-- Task goal --
Copy the entries below verbatim, starting at the line that contains "Q: Identify one point on each instance of the arched doorway." and continuing through the last line of the entries, both ends included.

— Start of Listed records —

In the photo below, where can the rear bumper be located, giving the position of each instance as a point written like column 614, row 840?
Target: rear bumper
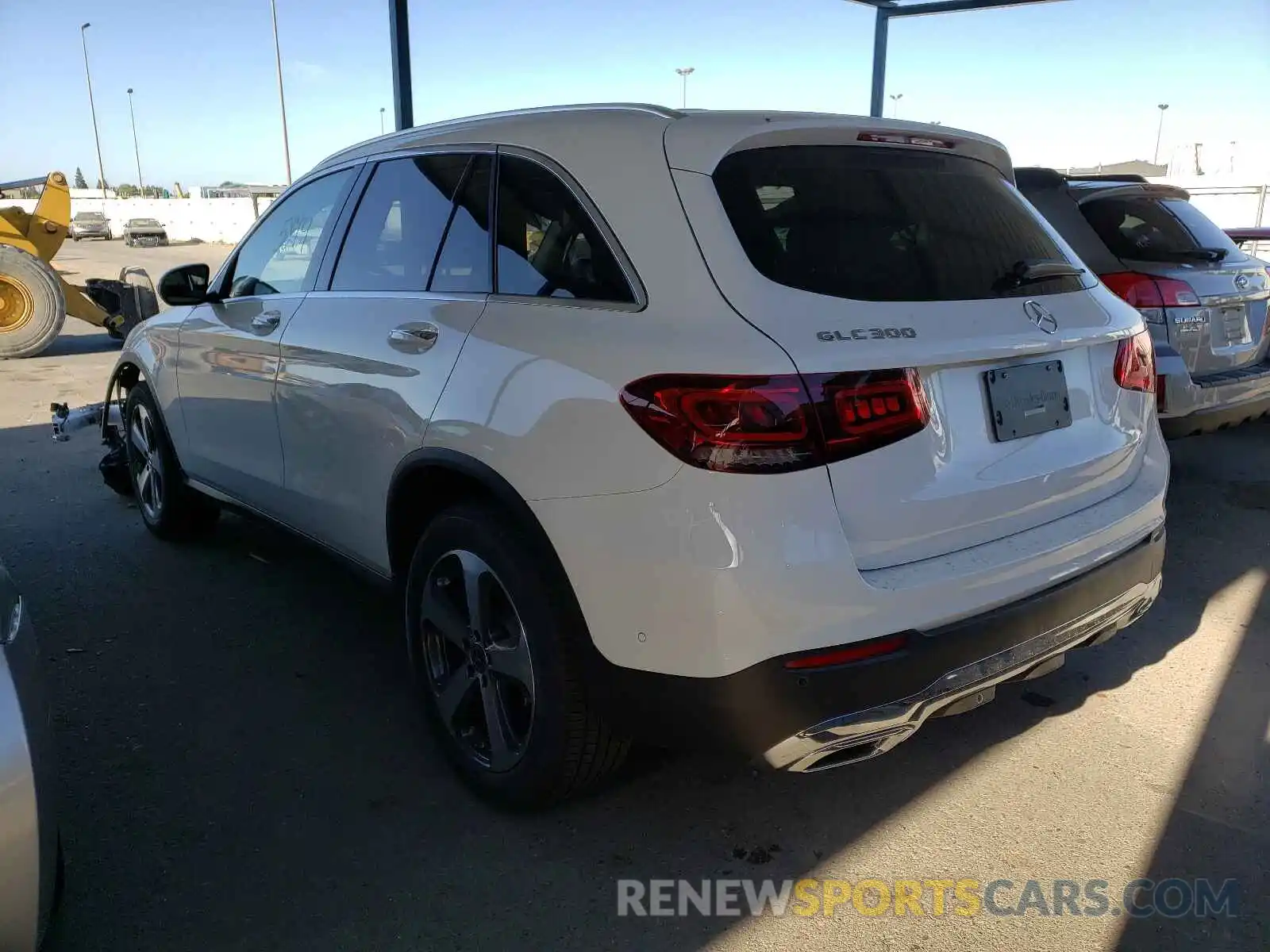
column 808, row 720
column 29, row 793
column 1214, row 403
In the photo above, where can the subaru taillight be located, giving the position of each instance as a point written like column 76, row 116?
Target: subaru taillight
column 1151, row 295
column 1136, row 363
column 776, row 424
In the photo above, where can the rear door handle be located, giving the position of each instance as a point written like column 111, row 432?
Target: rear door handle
column 266, row 321
column 413, row 338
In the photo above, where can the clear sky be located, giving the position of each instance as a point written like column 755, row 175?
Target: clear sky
column 1067, row 83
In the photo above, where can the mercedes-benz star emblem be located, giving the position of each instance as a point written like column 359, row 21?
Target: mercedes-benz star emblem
column 1041, row 317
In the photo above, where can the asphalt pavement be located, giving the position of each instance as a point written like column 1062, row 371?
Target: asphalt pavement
column 245, row 767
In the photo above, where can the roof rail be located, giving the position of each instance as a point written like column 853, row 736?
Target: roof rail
column 1108, row 177
column 1038, row 178
column 406, row 135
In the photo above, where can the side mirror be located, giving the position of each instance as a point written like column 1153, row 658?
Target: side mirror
column 186, row 286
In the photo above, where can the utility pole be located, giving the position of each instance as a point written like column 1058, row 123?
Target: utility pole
column 97, row 139
column 283, row 99
column 1160, row 131
column 137, row 150
column 685, row 71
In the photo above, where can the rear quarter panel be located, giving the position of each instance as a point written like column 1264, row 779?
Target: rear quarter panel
column 535, row 393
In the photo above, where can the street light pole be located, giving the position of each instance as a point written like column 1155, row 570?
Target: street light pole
column 685, row 71
column 283, row 99
column 97, row 139
column 137, row 149
column 1160, row 131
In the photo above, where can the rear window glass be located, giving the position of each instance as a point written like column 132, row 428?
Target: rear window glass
column 1147, row 228
column 884, row 224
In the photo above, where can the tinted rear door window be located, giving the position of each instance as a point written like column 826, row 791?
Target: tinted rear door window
column 548, row 244
column 398, row 226
column 876, row 224
column 463, row 266
column 1149, row 228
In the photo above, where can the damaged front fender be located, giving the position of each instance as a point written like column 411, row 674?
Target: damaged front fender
column 108, row 418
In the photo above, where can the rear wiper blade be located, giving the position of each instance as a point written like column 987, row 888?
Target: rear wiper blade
column 1033, row 270
column 1200, row 254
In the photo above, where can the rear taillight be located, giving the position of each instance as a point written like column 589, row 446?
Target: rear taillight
column 776, row 424
column 850, row 654
column 1151, row 295
column 1136, row 363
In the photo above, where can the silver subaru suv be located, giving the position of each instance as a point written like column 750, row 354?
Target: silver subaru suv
column 1202, row 298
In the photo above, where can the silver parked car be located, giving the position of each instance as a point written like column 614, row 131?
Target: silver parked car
column 144, row 232
column 90, row 225
column 1202, row 296
column 29, row 856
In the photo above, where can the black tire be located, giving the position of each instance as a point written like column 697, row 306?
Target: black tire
column 567, row 747
column 31, row 285
column 169, row 508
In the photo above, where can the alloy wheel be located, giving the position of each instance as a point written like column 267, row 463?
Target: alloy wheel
column 146, row 463
column 476, row 660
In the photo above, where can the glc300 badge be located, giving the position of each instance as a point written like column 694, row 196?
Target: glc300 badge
column 867, row 334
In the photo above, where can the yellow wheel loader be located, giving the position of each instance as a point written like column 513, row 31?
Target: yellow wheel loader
column 35, row 298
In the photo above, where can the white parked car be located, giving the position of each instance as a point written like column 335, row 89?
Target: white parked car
column 772, row 432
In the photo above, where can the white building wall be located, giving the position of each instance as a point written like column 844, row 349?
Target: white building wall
column 186, row 219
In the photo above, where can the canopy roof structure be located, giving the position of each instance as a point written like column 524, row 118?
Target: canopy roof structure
column 399, row 40
column 891, row 10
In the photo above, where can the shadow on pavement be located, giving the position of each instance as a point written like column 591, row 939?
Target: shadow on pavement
column 71, row 344
column 1219, row 825
column 245, row 767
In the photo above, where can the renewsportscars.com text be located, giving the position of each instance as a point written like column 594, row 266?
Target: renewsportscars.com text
column 1172, row 898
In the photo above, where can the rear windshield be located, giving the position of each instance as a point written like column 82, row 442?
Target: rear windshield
column 878, row 224
column 1151, row 228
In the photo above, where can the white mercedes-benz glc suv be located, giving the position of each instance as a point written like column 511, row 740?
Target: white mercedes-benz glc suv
column 772, row 432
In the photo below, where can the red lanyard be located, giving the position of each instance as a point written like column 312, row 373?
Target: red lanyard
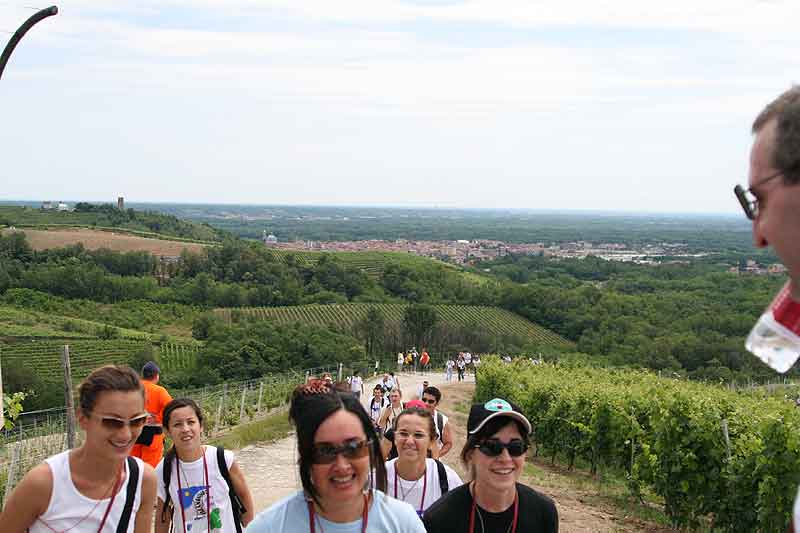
column 117, row 486
column 424, row 487
column 180, row 491
column 312, row 516
column 513, row 522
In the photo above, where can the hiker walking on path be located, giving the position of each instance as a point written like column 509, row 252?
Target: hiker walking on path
column 201, row 489
column 150, row 445
column 493, row 500
column 96, row 487
column 412, row 476
column 444, row 437
column 357, row 384
column 343, row 476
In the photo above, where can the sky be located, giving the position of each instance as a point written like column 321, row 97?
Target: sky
column 616, row 105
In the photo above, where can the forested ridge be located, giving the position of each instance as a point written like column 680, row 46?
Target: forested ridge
column 686, row 318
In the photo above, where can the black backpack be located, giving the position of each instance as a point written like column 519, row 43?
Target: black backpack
column 130, row 495
column 236, row 503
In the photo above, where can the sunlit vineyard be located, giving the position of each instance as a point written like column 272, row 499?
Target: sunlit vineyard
column 345, row 316
column 174, row 357
column 710, row 454
column 44, row 357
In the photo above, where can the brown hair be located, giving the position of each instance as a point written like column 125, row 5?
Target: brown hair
column 109, row 378
column 785, row 109
column 422, row 413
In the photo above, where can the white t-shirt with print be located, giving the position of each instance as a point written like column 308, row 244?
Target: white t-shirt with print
column 411, row 491
column 193, row 499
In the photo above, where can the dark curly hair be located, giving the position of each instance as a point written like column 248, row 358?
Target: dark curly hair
column 785, row 109
column 311, row 405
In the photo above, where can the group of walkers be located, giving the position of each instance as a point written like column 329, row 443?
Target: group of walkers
column 360, row 470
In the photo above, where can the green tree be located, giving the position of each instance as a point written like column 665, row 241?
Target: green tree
column 419, row 322
column 370, row 330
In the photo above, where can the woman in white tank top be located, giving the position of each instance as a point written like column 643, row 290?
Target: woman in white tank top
column 95, row 488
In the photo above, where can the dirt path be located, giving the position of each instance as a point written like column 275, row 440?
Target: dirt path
column 271, row 469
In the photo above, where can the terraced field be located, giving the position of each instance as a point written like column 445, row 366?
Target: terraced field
column 344, row 316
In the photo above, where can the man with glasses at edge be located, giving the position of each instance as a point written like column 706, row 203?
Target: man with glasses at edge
column 431, row 397
column 772, row 200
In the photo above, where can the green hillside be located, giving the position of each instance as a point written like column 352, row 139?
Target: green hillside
column 143, row 223
column 344, row 316
column 372, row 263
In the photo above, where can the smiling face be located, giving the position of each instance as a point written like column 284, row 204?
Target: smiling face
column 185, row 430
column 343, row 480
column 413, row 437
column 502, row 472
column 103, row 440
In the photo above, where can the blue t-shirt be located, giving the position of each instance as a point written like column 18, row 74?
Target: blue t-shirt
column 290, row 515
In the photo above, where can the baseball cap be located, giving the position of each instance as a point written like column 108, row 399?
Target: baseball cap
column 481, row 413
column 150, row 369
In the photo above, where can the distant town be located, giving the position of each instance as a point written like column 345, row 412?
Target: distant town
column 463, row 252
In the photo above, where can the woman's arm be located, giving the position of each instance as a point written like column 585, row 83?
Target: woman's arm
column 243, row 491
column 144, row 516
column 28, row 501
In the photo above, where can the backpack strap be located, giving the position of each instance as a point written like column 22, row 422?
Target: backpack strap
column 236, row 504
column 130, row 495
column 444, row 486
column 439, row 424
column 166, row 475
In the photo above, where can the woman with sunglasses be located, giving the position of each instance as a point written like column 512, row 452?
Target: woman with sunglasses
column 341, row 469
column 412, row 476
column 193, row 495
column 95, row 488
column 493, row 500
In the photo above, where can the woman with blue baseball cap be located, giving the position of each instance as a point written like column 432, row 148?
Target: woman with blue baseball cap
column 493, row 501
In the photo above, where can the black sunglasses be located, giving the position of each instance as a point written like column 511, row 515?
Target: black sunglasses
column 493, row 447
column 325, row 454
column 746, row 199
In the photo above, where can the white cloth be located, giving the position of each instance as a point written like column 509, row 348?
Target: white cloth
column 67, row 506
column 290, row 515
column 413, row 489
column 193, row 499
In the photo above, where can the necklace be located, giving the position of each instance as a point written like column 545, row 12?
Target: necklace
column 312, row 516
column 114, row 489
column 180, row 491
column 424, row 488
column 512, row 528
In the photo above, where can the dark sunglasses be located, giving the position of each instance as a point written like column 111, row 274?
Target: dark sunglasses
column 493, row 448
column 325, row 454
column 115, row 424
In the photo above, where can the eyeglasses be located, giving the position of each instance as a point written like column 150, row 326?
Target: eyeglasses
column 325, row 454
column 113, row 423
column 749, row 202
column 493, row 447
column 417, row 435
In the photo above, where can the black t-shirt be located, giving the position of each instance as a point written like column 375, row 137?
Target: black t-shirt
column 450, row 514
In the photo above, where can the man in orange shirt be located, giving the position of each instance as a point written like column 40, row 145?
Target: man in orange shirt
column 156, row 398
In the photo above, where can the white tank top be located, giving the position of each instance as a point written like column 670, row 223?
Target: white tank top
column 67, row 506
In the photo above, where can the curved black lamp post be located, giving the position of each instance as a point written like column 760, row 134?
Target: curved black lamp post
column 28, row 24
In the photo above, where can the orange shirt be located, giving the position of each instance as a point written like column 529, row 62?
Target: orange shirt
column 156, row 398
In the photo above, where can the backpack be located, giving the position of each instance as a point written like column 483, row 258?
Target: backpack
column 130, row 495
column 236, row 504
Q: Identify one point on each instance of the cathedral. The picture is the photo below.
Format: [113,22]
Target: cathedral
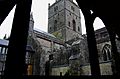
[64,50]
[64,39]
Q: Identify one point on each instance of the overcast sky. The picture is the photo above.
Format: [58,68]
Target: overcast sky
[40,15]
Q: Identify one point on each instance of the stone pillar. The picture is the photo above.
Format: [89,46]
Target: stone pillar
[15,61]
[93,53]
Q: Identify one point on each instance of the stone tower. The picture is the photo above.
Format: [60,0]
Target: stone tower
[64,20]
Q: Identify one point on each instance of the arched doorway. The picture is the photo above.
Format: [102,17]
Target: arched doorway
[106,51]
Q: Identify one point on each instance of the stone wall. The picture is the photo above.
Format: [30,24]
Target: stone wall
[56,71]
[104,67]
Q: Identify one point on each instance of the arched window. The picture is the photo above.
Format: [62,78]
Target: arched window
[55,25]
[106,52]
[74,25]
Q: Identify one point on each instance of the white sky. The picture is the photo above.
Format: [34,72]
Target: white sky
[40,15]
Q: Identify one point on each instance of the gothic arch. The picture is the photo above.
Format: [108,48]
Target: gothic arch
[106,51]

— End of Listed records —

-- The output --
Q: Identify one point on each instance of the arched doorway. The picture is the photo above.
Format: [102,17]
Target: arched doorway
[106,51]
Q: Identify one point on each instance of the stone wall. The picture is the photo above.
Format: [30,24]
Target: stone wall
[56,71]
[104,67]
Q: Identify one point on each instance of the arched window. The picture is the photo above.
Format: [62,78]
Target: arched window
[55,25]
[106,52]
[74,25]
Q: Identify one point on each instance of the white sky. The picture is the photo above.
Format: [34,72]
Target: white sky
[40,15]
Q: Identify one point on each instance of the gothic arch. The picture is the photo above.
Format: [108,48]
Target: gothic arch
[106,51]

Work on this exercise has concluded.